Exercise materials below:
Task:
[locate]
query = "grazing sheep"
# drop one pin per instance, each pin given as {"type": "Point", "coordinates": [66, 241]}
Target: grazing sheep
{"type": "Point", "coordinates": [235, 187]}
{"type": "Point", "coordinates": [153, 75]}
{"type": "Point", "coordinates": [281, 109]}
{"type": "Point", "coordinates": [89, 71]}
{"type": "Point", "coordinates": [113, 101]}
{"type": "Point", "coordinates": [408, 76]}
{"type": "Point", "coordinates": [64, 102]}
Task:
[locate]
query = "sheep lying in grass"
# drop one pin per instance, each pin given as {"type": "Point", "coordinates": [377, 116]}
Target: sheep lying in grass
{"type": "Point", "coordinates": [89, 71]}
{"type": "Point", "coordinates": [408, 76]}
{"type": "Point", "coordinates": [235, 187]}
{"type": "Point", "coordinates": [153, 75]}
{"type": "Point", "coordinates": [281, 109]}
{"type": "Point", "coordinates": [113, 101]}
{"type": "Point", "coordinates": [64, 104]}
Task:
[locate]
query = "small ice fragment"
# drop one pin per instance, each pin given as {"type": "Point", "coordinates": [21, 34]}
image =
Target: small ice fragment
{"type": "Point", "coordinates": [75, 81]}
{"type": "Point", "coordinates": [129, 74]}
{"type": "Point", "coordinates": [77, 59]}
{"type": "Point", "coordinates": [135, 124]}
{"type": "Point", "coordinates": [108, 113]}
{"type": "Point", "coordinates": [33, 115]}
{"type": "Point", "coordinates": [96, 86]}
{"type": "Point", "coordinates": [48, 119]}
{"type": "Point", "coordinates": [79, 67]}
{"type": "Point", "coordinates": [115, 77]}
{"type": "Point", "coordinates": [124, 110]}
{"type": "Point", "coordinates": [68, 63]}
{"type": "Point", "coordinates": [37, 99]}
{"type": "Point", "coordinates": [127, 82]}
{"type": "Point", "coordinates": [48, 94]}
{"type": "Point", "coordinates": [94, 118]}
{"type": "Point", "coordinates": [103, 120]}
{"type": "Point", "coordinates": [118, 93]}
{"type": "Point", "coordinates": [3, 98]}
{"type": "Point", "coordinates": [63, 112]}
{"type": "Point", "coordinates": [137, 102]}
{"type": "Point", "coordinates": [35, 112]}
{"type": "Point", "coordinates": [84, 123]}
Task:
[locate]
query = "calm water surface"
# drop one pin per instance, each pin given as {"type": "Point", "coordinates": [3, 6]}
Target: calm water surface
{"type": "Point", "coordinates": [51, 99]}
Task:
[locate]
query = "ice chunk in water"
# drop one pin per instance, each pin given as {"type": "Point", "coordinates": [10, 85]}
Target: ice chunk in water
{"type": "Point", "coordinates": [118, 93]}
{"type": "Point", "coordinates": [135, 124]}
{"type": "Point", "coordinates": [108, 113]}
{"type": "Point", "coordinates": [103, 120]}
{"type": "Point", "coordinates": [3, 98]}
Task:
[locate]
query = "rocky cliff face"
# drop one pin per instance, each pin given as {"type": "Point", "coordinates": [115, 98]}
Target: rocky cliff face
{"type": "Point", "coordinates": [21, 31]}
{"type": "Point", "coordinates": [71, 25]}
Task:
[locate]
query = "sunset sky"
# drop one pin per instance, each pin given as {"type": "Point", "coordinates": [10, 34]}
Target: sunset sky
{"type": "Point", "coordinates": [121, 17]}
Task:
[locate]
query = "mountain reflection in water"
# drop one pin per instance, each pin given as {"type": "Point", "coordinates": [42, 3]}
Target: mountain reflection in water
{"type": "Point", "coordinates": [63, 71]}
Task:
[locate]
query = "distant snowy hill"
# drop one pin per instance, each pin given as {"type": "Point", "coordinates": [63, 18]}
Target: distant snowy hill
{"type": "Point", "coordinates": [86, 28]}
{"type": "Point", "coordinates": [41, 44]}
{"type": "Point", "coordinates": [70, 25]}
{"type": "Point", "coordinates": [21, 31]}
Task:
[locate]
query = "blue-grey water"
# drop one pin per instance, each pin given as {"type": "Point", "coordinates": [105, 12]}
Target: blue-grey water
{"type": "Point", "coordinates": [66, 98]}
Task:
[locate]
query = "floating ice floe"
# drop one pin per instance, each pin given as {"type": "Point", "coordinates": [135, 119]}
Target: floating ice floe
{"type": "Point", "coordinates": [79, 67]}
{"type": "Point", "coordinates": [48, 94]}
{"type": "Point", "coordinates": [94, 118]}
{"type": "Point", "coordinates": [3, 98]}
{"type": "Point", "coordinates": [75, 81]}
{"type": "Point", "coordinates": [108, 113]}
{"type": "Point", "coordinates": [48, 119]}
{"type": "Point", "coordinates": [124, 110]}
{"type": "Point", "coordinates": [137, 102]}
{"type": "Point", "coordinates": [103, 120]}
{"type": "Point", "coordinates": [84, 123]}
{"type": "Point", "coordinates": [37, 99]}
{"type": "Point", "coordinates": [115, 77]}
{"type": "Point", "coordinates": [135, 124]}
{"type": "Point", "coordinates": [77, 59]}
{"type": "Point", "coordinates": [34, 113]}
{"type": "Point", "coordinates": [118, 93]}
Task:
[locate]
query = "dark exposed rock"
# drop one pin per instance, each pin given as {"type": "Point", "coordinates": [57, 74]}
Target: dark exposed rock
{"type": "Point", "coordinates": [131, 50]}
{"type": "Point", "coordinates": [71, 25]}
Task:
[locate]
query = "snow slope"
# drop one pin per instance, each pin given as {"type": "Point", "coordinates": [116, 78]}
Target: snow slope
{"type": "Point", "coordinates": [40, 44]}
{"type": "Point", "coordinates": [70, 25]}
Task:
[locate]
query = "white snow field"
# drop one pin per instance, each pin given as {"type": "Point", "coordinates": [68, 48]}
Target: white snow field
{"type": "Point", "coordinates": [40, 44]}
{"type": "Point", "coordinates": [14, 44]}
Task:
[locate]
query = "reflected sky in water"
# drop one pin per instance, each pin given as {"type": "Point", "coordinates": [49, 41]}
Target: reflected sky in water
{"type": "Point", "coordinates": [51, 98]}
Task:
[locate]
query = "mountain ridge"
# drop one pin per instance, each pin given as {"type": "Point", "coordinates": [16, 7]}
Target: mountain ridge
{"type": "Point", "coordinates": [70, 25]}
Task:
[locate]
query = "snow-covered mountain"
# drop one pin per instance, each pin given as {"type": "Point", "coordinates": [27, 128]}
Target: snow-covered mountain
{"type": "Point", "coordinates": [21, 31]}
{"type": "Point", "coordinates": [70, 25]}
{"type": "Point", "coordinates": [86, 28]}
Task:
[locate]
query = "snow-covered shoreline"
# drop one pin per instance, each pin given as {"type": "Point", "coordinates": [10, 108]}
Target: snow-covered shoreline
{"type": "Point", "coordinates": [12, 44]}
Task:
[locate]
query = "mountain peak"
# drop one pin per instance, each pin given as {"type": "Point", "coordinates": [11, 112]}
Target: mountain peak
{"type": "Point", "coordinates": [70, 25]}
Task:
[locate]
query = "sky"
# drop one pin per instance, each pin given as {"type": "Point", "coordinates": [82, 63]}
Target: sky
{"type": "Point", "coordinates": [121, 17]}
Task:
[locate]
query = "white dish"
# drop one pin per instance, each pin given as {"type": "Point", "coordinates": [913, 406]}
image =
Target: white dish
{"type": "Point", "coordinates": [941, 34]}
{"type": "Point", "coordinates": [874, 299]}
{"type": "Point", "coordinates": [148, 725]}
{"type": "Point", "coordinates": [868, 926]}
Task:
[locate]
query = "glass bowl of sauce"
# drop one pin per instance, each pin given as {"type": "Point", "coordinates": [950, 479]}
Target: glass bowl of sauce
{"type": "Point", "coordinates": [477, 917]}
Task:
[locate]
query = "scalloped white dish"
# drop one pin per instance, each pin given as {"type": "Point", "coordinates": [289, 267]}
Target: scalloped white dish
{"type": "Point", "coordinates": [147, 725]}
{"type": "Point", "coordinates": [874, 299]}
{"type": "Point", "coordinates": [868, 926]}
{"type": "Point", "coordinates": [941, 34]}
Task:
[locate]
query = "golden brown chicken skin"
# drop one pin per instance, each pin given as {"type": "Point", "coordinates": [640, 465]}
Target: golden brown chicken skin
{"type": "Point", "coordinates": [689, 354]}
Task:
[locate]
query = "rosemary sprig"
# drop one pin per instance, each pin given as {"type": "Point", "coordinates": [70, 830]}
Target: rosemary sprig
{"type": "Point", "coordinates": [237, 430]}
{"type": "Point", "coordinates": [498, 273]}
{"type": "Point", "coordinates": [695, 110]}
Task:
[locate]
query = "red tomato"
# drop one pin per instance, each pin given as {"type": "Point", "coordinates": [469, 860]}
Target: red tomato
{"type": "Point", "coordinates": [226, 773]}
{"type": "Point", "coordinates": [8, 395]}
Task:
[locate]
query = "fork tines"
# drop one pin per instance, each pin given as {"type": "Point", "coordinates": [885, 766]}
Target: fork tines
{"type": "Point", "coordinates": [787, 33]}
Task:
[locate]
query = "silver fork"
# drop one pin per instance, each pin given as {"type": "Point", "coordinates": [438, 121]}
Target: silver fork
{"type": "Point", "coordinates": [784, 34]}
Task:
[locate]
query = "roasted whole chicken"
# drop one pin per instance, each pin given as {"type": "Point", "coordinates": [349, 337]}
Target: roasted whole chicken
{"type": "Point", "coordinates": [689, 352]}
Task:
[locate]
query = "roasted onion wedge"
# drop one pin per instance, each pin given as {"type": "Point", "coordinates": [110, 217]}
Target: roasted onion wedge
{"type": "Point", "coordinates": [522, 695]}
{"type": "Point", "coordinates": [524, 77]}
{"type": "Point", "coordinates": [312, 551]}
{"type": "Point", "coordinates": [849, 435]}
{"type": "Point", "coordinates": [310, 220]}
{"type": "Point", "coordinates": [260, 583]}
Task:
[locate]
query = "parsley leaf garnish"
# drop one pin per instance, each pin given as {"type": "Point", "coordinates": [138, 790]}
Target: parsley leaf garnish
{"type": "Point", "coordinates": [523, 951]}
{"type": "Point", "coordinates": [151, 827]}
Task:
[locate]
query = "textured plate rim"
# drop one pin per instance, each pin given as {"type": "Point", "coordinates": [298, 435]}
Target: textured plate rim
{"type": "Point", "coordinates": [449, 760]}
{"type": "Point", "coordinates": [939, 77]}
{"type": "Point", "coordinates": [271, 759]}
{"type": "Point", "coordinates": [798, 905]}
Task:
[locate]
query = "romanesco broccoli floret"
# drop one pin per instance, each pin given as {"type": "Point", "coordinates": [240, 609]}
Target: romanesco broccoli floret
End of Exercise materials.
§ **Task brief**
Only lines of the data holding the word "broccoli" go in the answer. Please copy each of them.

§ **Answer below**
query = "romanesco broccoli floret"
Target: romanesco broccoli floret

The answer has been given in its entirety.